Adopté dans la douleur par le Parlement au début du mois, le projet de loi de libéralisation du marché des jeux d'argent en ligne fait l'objet d'un recours au Conseil constitutionnel déposé mardi par les députés de l'opposition. Numerama a pris connaissance du contenu de la saisine. Analyse.

Les députés socialistes ont déposé mardi au Conseil constitutionnel leur recours contre le projet de loi d'ouverture à la concurrence et à la régulation du secteur des jeux d'argent et de hasard en ligne, adopté le 6 avril dernier à l'Assemblée Nationale. Nous avons pu prendre connaissance du contenu des huit pages de la saisine, qui s'attache à dénoncer l'idée générale du texte, sans entrer dans le détail des 69 articles du projet de loi.

Rappelons que le texte prévoit d'ouvrir au marché les jeux d'argent sur Internet, jusque là encore protégés par le monopole de la Française des Jeux, du PMU et des casinos. Il fixe en contrepartie un certain nombre de règles fiscales et réglementaires imposées aux prestataires qui s'adressent aux internautes français, et crée une nouvelle autorité chargée de les faire respecter. L'Autorité de régulation des jeux en ligne (ARJEL) délivrera ainsi des homologations, et pourra saisir les tribunaux pour faire bloquer les sites Internet non homologués par les FAI ou hébergeurs, ou même les faire déréférencer des moteurs de recherche.
----------------------------------------
* PROBLÈME POSÉ
Recopiez, s'il vous plaît, l'extrait sur les jeux d'argent en ligne depuis « Adopté dans la » jusqu'à « de la saisine. Analyse. » inclus. Les enregistrements forment un matériau distinct de l'extrait sur les jeux d'argent en ligne.
----------------------------------------
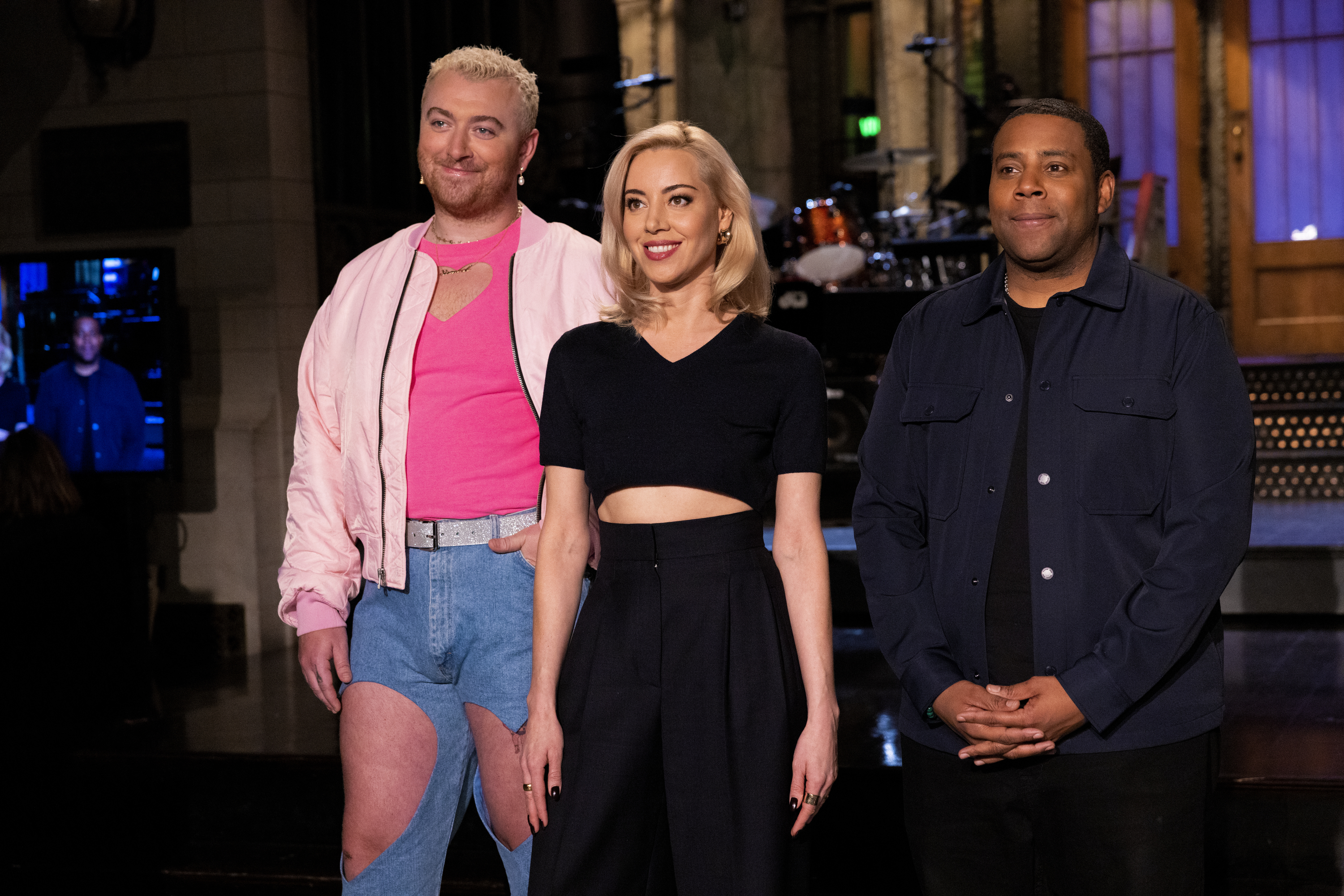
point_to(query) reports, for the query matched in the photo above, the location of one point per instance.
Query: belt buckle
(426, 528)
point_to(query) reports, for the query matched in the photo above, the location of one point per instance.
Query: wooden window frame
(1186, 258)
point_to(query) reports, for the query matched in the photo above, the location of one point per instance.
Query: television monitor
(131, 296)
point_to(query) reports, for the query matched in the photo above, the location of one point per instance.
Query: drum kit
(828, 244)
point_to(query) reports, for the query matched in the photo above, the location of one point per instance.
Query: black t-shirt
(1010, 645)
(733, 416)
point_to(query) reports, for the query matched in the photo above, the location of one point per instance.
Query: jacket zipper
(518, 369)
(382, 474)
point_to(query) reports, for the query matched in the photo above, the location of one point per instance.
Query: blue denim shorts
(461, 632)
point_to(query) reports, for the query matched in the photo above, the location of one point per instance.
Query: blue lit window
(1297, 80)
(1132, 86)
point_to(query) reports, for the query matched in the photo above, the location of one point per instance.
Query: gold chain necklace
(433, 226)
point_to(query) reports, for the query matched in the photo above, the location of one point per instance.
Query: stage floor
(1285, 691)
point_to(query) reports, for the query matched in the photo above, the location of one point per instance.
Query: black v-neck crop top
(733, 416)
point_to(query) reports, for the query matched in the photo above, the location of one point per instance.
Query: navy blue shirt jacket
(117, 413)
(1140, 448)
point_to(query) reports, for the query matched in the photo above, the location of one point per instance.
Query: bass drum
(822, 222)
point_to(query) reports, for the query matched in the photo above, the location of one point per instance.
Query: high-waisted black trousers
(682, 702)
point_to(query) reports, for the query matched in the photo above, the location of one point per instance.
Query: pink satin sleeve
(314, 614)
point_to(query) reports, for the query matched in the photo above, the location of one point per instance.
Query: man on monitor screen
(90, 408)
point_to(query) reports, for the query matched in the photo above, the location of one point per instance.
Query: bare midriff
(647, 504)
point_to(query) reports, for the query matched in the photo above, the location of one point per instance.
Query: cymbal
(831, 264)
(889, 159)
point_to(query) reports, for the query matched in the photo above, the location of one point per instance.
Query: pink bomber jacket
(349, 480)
----------------------------------------
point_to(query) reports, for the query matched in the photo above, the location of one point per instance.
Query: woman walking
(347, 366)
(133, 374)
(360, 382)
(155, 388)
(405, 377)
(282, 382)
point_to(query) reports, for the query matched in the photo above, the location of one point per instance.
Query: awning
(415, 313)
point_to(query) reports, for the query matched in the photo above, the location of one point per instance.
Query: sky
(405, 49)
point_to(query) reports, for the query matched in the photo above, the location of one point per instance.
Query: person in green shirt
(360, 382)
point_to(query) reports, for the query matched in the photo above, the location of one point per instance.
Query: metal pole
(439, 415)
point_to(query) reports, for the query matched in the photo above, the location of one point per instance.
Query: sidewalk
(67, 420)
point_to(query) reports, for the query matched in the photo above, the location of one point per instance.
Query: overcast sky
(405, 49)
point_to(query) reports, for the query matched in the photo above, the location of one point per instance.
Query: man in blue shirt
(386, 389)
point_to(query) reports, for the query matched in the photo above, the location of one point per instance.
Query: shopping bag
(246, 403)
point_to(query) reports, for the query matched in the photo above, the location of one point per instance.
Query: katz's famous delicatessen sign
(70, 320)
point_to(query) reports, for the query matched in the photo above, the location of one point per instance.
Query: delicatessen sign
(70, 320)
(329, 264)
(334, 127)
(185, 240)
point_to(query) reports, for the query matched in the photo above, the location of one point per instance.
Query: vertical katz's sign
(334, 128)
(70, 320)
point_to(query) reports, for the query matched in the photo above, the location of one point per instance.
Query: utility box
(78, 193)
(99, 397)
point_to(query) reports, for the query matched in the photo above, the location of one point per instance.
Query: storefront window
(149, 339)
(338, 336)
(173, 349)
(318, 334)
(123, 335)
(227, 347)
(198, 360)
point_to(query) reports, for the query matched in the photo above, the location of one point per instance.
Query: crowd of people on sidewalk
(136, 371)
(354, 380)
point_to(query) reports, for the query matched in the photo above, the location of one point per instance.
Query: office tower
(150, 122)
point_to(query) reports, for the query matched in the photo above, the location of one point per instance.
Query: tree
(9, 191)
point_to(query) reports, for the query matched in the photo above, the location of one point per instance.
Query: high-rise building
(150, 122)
----------------------------------------
* RÉPONSE FINALE
Adopté dans la douleur par le Parlement au début du mois, le projet de loi de libéralisation du marché des jeux d'argent en ligne fait l'objet d'un recours au Conseil constitutionnel déposé mardi par les députés de l'opposition. Numerama a pris connaissance du contenu de la saisine. Analyse.